• _WHAT THIS TASK INVOLVES_
Put every line of the entries below into a JSON list of strings, with one string per line and blank lines omitted.

• _LISTING_
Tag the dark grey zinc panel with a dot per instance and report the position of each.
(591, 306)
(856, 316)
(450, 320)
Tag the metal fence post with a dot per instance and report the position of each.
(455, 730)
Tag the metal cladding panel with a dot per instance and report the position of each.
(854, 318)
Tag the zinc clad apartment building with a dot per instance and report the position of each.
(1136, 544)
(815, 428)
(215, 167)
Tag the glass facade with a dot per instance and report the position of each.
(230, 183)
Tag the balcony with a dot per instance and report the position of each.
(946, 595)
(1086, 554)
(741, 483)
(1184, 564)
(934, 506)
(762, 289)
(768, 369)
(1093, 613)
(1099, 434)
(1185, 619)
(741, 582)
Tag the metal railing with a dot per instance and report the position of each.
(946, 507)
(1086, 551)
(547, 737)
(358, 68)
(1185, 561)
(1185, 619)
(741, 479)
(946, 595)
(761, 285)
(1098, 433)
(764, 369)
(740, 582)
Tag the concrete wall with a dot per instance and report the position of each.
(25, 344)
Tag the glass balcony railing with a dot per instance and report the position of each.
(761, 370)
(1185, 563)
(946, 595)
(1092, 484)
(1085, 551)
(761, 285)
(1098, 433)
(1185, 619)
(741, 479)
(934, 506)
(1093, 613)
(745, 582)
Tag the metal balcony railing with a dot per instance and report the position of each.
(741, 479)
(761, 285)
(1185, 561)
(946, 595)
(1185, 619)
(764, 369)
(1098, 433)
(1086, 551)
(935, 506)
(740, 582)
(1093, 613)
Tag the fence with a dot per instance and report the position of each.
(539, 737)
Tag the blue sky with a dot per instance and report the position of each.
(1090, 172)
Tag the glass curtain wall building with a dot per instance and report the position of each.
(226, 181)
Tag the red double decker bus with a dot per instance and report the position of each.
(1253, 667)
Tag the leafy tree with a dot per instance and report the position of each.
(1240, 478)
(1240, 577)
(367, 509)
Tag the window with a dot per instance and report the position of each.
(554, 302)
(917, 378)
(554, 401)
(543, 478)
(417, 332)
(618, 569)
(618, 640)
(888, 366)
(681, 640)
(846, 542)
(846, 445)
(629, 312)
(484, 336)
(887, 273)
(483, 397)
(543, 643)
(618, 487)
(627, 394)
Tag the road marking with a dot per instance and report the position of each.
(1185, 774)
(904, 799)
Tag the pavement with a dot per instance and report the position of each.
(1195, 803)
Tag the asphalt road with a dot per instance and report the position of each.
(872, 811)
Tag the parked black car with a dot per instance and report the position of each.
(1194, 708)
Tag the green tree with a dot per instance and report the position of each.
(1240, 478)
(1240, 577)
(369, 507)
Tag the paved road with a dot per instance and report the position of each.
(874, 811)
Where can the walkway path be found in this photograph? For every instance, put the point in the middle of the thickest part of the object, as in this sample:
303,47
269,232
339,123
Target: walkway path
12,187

• _ANSWER FOR THIS EXERCISE_
[
  "Tag the dark grey zinc panel with a dot per instance and report the position of each.",
  "(591, 306)",
  "(856, 316)",
  "(450, 320)",
  "Tag the metal fence post with a dot per instance and report the position of each.",
  "(455, 730)",
  "Tag the metal cladding panel with a dot per instance and report the position of each.",
  "(854, 318)",
  "Tag the zinc clad apartment building with a dot per instance and report the position of each.",
  "(1136, 544)",
  "(815, 428)",
  "(215, 167)",
  "Tag the glass facade with a dot per instance and report the position of each.",
  "(230, 183)",
  "Tag the balcony with a dot per instance and report the position of each.",
  "(946, 595)",
  "(1086, 554)",
  "(741, 483)",
  "(1184, 564)",
  "(934, 506)",
  "(762, 289)",
  "(768, 369)",
  "(1093, 613)",
  "(1099, 434)",
  "(1185, 619)",
  "(741, 582)",
  "Tag the metal railing with a dot per instance and report the position of each.",
  "(946, 507)",
  "(1086, 551)",
  "(547, 737)",
  "(358, 68)",
  "(1185, 561)",
  "(1185, 619)",
  "(741, 479)",
  "(946, 595)",
  "(761, 285)",
  "(1098, 433)",
  "(764, 369)",
  "(740, 582)",
  "Tag the concrete wall with a dot per instance and report the position of each.",
  "(25, 344)",
  "Tag the glass balcony railing with a dot per instance and report the position of each.",
  "(761, 370)",
  "(1185, 563)",
  "(946, 595)",
  "(1092, 484)",
  "(1085, 551)",
  "(761, 285)",
  "(1098, 433)",
  "(1185, 619)",
  "(741, 479)",
  "(934, 506)",
  "(1093, 613)",
  "(745, 582)",
  "Tag the metal balcony railing with a dot per instance and report the position of each.",
  "(741, 479)",
  "(761, 285)",
  "(1185, 561)",
  "(946, 595)",
  "(1185, 619)",
  "(764, 369)",
  "(1098, 433)",
  "(1086, 551)",
  "(935, 506)",
  "(740, 582)",
  "(1093, 613)",
  "Tag the fence with a dot per instance and report the position of each.",
  "(539, 737)",
  "Tag the blue sky with a dot per instance and report the position of each.",
  "(1090, 172)",
  "Tag the glass curtain wall building with a dot per instance and report the position of each.",
  "(226, 181)",
  "Tag the red double decker bus with a dot per instance and report the position of each.",
  "(1253, 667)",
  "Tag the leafy tree with a dot per instance and report the position of each.",
  "(1240, 478)",
  "(1240, 577)",
  "(367, 509)",
  "Tag the window with a dot per instance and report the position of each.",
  "(554, 302)",
  "(917, 378)",
  "(554, 401)",
  "(543, 478)",
  "(417, 332)",
  "(618, 569)",
  "(618, 640)",
  "(888, 366)",
  "(681, 640)",
  "(846, 542)",
  "(846, 445)",
  "(629, 312)",
  "(484, 336)",
  "(887, 273)",
  "(483, 397)",
  "(543, 643)",
  "(618, 487)",
  "(627, 394)",
  "Tag the road marking with a dot per instance and report the position of each.",
  "(1185, 774)",
  "(904, 799)",
  "Tag the pavement with a dot per instance and report the position of each.",
  "(1195, 803)",
  "Tag the asphalt road with a dot per instance and report the position of each.",
  "(872, 811)",
  "Tag the parked black car with a dot per instance and report the position of each.",
  "(1194, 708)",
  "Tag the green tree with a dot per instance and report the position of each.",
  "(1240, 478)",
  "(1240, 577)",
  "(369, 507)",
  "Tag the paved road with a dot per instance and report the position of each.",
  "(874, 811)",
  "Where can the walkway path be found in this photograph? For every instance, put the point in the middle of the thickest part of the object, as in this sample:",
  "303,47",
  "269,232",
  "339,123",
  "Target: walkway path",
  "12,187"
]